> _WORK REQUEST_:
Excluding any images, copy all of the lines below precisely as written.

[Data entries]
☆ ☆ ☆ ☆ ☆ ☆ ☆

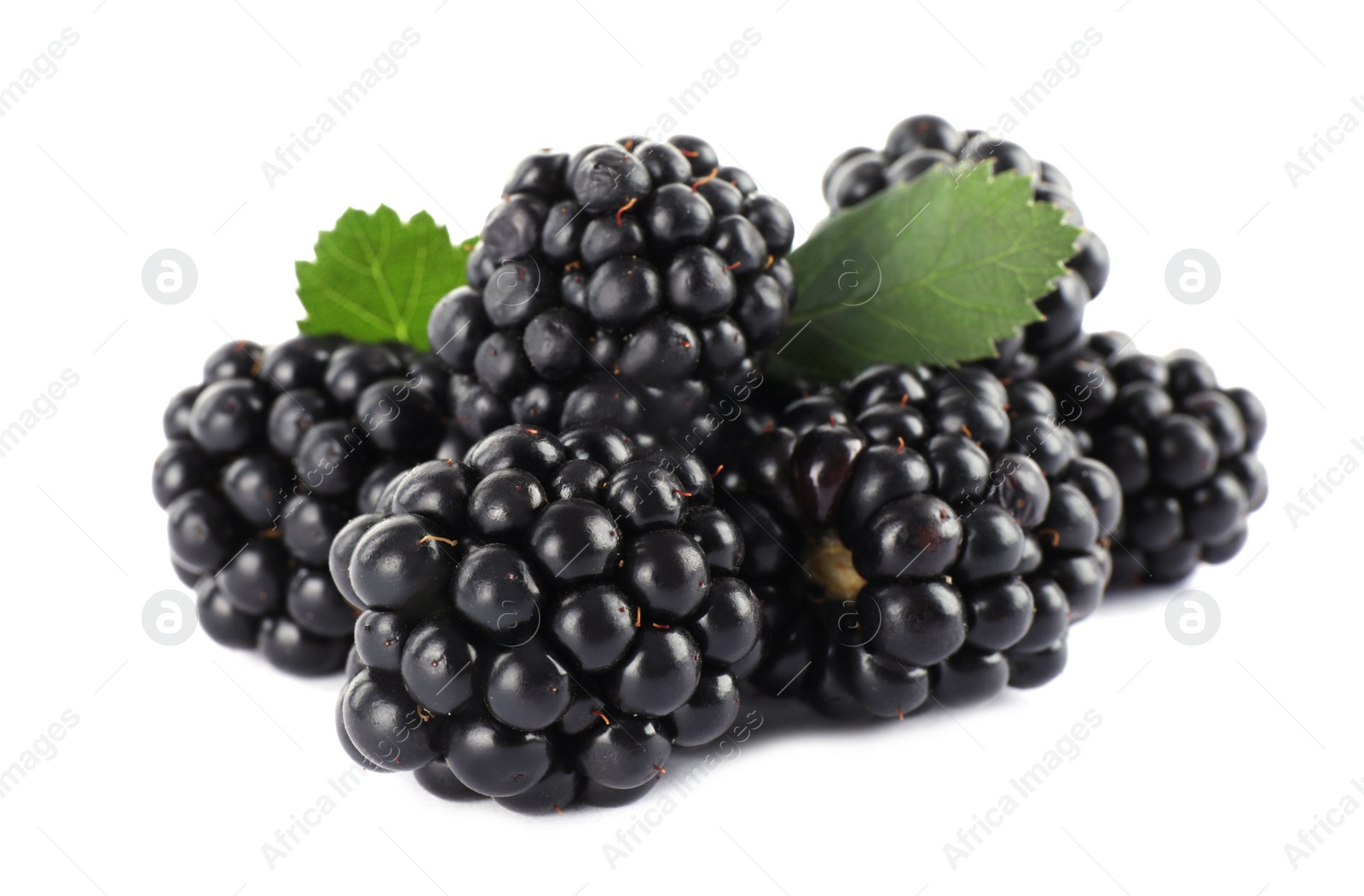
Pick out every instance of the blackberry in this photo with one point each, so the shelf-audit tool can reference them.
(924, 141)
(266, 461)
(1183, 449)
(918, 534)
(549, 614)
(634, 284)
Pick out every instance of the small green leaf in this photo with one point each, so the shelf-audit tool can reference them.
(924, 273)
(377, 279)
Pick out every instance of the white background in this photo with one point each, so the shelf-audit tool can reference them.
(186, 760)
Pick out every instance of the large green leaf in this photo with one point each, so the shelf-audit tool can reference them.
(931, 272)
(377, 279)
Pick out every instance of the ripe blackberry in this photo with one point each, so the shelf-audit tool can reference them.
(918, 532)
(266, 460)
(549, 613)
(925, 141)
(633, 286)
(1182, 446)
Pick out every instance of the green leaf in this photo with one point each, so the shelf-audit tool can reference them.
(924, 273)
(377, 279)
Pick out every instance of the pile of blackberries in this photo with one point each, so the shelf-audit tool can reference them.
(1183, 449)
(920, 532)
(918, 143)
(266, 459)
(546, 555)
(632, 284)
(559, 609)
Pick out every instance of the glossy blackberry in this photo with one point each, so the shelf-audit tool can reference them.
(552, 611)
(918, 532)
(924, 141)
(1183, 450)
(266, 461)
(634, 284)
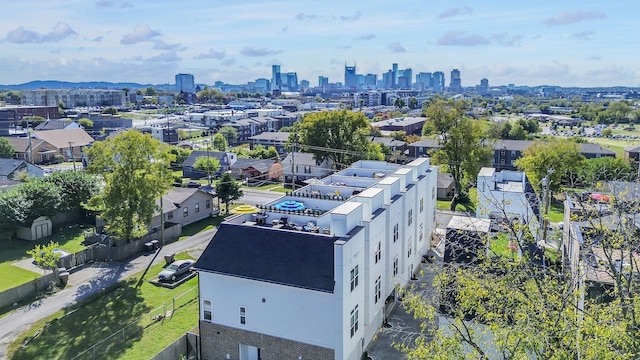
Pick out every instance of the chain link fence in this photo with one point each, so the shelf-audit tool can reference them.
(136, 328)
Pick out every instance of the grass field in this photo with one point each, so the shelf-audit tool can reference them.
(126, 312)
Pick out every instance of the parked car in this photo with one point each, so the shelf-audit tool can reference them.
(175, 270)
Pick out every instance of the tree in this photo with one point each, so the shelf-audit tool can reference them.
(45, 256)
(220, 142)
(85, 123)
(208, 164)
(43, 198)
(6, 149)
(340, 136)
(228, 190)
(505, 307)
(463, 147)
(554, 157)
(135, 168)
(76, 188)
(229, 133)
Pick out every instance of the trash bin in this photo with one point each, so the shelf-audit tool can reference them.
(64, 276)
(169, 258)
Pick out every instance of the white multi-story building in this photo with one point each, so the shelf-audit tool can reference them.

☆ ☆ ☆ ☆ ☆ ☆ ☆

> _EXPECTED ANSWER_:
Pick out every instance of the blackberry in this photo with one point each, so the shelf-audit tool can reference them.
(924, 141)
(266, 461)
(1183, 449)
(918, 534)
(549, 614)
(634, 284)
Pick out every instance of the small green leaf in this photo with one point each, so the shelf-audit tool can reference them.
(924, 273)
(377, 279)
Pick out every instance of the white background in this photo with one point each, so the shelf-audit tool can reference them.
(186, 760)
Pick out every instance of the large green leaf in this photo with one point each, so the shelf-audit tool can reference them.
(931, 272)
(377, 279)
Pick out every instance of the ripe blackberry in this photo with one point each, so the shelf-audit tool can reference them.
(918, 532)
(266, 460)
(549, 613)
(925, 141)
(633, 286)
(1182, 446)
Pick out every instance of the green leaf in this photo with one point each, so the shelf-audit tool can reference them.
(924, 273)
(377, 279)
Pick out every instance of the pile of blackberries in this photo with one point each, so the shelf-audit tool can reference them.
(1183, 449)
(920, 532)
(918, 143)
(266, 459)
(546, 555)
(632, 284)
(559, 609)
Pick out every instance of the glossy blackberry in this photo with one point each, so the shelf-audit tool can reference them.
(552, 611)
(918, 532)
(924, 141)
(1183, 450)
(266, 461)
(634, 284)
Pick out every instance of the chain link fence in this photo with one point each, so the shelf-audit tool can reference them.
(136, 328)
Pick out every instance of the grass field in this photo with one point each, so the shelf-audit tool can reference them.
(126, 312)
Pick out every instance of the parked car in this photo with one point each, so the shelf-audit tool can reference them.
(175, 270)
Pick out every instance of the tree in this photo with one point each, so the shelf-audit tool can reference them.
(45, 256)
(220, 142)
(85, 123)
(208, 164)
(43, 198)
(6, 149)
(340, 136)
(228, 190)
(505, 307)
(463, 147)
(554, 157)
(135, 168)
(76, 188)
(229, 133)
Pick out every instance of the trash bin in this photo with one point each, so the shelf-audit tool can reference them.
(64, 276)
(169, 258)
Pick out every instance of the white multi-story building in this photo with one point each, so the shelf-audit tool can reference them.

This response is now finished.